**RECORDS TO USE**
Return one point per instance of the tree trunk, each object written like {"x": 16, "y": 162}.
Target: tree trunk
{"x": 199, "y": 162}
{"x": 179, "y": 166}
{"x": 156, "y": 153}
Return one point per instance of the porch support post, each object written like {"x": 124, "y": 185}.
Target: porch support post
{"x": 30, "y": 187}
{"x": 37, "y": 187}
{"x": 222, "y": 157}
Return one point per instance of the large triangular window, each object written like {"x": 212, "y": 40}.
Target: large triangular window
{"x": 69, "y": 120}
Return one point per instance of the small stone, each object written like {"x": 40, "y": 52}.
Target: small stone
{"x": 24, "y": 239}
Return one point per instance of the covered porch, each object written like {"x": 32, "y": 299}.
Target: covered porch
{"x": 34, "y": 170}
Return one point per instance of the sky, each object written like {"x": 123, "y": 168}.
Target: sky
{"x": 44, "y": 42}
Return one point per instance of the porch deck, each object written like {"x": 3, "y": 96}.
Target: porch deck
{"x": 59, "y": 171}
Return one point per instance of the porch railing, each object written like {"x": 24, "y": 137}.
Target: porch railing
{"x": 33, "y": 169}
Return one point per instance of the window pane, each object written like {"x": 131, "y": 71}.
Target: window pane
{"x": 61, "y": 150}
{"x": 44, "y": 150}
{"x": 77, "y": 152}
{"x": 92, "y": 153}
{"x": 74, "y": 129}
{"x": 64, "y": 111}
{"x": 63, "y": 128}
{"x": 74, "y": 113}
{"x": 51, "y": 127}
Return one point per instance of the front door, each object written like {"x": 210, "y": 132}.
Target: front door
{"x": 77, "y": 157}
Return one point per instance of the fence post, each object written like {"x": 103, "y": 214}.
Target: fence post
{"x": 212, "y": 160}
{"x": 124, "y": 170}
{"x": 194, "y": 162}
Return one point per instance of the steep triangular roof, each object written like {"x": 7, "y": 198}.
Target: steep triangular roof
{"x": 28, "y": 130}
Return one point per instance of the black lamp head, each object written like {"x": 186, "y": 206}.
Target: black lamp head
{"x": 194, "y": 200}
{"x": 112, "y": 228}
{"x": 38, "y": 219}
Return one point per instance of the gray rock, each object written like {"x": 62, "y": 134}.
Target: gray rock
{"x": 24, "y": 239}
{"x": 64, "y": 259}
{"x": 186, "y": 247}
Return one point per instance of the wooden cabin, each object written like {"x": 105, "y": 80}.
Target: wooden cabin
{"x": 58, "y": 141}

**SET PROBLEM**
Transcribe the material above in its entirety. Match it exactly.

**OUTPUT OF THE TASK**
Return one point per instance of the tree trunk, each object written like {"x": 16, "y": 162}.
Target: tree trunk
{"x": 199, "y": 162}
{"x": 179, "y": 166}
{"x": 156, "y": 153}
Return one point per instance of the porch support post, each object written like {"x": 124, "y": 185}.
Target: porch support post
{"x": 30, "y": 187}
{"x": 37, "y": 187}
{"x": 222, "y": 157}
Return one point per instance of the large triangular window, each object written like {"x": 212, "y": 40}.
Target: large triangular window
{"x": 69, "y": 120}
Return one point per instance of the small stone, each object written like {"x": 40, "y": 52}.
Target: small stone
{"x": 24, "y": 239}
Return one point per instance of the covered porch, each object written like {"x": 32, "y": 299}.
Target: covered porch
{"x": 34, "y": 170}
Return one point per instance of the sky, each object written like {"x": 123, "y": 168}.
Target: sky
{"x": 44, "y": 42}
Return one point per instance of the porch deck, each object written like {"x": 3, "y": 96}.
Target: porch deck
{"x": 59, "y": 171}
Return one point per instance of the porch railing, each object written like {"x": 24, "y": 137}.
Target: porch railing
{"x": 33, "y": 169}
Return one point per instance of the window pane, each object written like {"x": 131, "y": 71}.
Target: window pane
{"x": 61, "y": 150}
{"x": 44, "y": 150}
{"x": 77, "y": 152}
{"x": 92, "y": 153}
{"x": 74, "y": 129}
{"x": 64, "y": 111}
{"x": 63, "y": 128}
{"x": 74, "y": 113}
{"x": 51, "y": 127}
Return one point per instance of the front door, each object written like {"x": 210, "y": 132}.
Target: front door
{"x": 77, "y": 157}
Return one point per instance of the fence post, each object written like {"x": 103, "y": 214}.
Target: fence post
{"x": 212, "y": 160}
{"x": 124, "y": 170}
{"x": 194, "y": 162}
Return one point per instance of the steep triangular roof, each object written like {"x": 7, "y": 198}.
Target: steep triangular roof
{"x": 28, "y": 130}
Return one point per instance of the black lamp head, each object written like {"x": 186, "y": 206}.
Target: black lamp head
{"x": 194, "y": 200}
{"x": 112, "y": 228}
{"x": 38, "y": 219}
Return one point per instance of the gray rock, each object written like {"x": 62, "y": 134}.
Target: gray rock
{"x": 24, "y": 239}
{"x": 64, "y": 259}
{"x": 186, "y": 247}
Return one point per instance of the wooden cabin, each object written like {"x": 105, "y": 80}.
Target: wooden cabin
{"x": 58, "y": 141}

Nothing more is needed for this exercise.